___ SUPPLIED PASSAGE

Hello, I was wondering if someone might be able to help me with some coding issues. I know how to make a generic boxplot using the appropriate data but I was wondering if there was a way to distinguish between categorical variables within another categorical variable on boxplots. For example: my data set has the variables- Trial#, Site, Treatment_Salinity as my various categorical variables. I am wanting to create boxplots comparing Time Trial Data for each site (two different sites), trial#(three different trials) and salinity treatments (7 per site per trial). As of right now I was able to get the boxplots to compare just the salinity time trial differences but I need to be able to compare with those three variables essentially stacking into one another (I am sorry if this is confusing).
Another issue I am having is that right now I have a "." in the place where there is no data available for the numerical data, should I change that to NA so that R excludes it or should I leave the excel cell empty? 0's are values I have for the time trial data so I can't use 0 as a placeholder.
With the boxplots, is it possible to exclude anything that has 3 or less replicates? I realize this is a lot of questions but I am really struggling with this. Any and all help is appreciated.

______
___ RECORDED DATA

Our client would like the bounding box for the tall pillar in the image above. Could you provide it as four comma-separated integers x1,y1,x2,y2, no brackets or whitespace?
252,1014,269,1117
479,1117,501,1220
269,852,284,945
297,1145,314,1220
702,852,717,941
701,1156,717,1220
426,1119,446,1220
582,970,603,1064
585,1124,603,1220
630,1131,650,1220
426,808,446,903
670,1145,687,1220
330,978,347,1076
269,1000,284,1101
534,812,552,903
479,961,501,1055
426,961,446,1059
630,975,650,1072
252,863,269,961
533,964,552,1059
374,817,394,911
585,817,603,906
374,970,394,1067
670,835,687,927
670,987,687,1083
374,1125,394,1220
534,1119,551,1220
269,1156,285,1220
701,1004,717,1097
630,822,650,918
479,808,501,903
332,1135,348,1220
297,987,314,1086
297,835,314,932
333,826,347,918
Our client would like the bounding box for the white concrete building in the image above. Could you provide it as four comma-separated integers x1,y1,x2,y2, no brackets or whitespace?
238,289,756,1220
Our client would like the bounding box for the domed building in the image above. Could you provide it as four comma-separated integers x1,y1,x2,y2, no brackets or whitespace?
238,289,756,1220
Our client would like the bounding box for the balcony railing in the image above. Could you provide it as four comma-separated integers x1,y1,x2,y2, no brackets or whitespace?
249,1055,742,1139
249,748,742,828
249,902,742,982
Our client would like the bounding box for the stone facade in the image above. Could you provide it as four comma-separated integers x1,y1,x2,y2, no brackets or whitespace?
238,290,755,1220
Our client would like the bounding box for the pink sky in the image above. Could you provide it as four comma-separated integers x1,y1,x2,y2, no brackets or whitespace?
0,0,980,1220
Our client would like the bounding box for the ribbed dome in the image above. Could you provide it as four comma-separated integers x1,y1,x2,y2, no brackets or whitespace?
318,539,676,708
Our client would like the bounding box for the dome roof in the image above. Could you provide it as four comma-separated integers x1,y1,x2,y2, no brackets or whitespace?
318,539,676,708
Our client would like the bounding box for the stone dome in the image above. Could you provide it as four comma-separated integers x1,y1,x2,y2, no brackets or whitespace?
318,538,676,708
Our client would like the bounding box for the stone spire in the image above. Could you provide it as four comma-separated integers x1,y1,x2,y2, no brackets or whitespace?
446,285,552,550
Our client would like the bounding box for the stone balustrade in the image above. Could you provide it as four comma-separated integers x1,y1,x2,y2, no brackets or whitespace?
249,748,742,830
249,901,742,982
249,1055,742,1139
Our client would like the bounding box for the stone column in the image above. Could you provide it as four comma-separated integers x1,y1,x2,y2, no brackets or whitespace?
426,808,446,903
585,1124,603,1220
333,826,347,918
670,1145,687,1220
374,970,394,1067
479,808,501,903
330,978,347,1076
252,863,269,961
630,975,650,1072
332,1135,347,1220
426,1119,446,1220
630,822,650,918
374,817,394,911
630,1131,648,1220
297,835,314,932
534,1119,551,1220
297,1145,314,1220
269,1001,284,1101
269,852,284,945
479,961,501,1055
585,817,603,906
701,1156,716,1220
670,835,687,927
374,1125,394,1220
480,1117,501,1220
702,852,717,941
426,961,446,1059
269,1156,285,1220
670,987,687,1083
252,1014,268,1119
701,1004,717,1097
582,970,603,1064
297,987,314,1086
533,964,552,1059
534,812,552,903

______
___ RECORDED DATA

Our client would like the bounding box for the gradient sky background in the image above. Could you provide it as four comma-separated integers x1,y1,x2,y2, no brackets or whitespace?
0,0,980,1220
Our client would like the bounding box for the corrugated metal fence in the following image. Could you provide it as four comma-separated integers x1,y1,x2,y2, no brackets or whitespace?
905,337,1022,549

______
___ RECORDED DATA

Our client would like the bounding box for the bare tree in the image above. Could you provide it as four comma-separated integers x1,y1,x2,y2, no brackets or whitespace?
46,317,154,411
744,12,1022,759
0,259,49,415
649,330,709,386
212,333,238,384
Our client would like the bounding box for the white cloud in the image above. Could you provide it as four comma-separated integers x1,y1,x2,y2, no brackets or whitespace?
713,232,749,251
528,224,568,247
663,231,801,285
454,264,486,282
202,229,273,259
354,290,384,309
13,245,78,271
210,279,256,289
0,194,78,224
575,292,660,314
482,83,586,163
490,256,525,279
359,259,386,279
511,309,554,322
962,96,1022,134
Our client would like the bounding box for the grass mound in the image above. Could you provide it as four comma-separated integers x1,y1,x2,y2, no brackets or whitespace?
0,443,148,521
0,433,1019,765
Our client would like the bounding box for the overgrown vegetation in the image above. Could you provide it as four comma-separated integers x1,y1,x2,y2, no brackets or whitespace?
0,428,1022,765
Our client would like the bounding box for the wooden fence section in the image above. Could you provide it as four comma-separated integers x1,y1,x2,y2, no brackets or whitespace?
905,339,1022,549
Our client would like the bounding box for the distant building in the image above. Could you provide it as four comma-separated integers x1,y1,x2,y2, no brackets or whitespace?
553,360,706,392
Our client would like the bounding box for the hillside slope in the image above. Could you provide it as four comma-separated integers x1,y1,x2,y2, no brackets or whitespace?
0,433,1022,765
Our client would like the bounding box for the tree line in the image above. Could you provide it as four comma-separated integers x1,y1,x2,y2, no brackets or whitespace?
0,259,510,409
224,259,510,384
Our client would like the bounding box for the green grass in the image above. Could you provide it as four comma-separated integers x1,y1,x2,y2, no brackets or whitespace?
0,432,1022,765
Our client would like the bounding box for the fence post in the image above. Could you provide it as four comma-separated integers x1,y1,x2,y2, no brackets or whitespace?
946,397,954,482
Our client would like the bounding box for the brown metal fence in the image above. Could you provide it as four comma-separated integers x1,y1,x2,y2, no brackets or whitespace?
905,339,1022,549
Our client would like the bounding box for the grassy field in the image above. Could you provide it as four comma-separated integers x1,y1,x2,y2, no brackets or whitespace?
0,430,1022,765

______

TASK ITEM:
Please answer these questions from the boxplot forum post:
(a) How many salinity treatments does the poster have per site per trial?
(b) What symbol currently fills the cells where numerical data is missing?
(c) Groups with how many replicates does the poster ask to exclude from the boxplots?

WRITTEN ANSWER:
(a) Seven.
(b) A period (".").
(c) Groups with 3 or fewer replicates.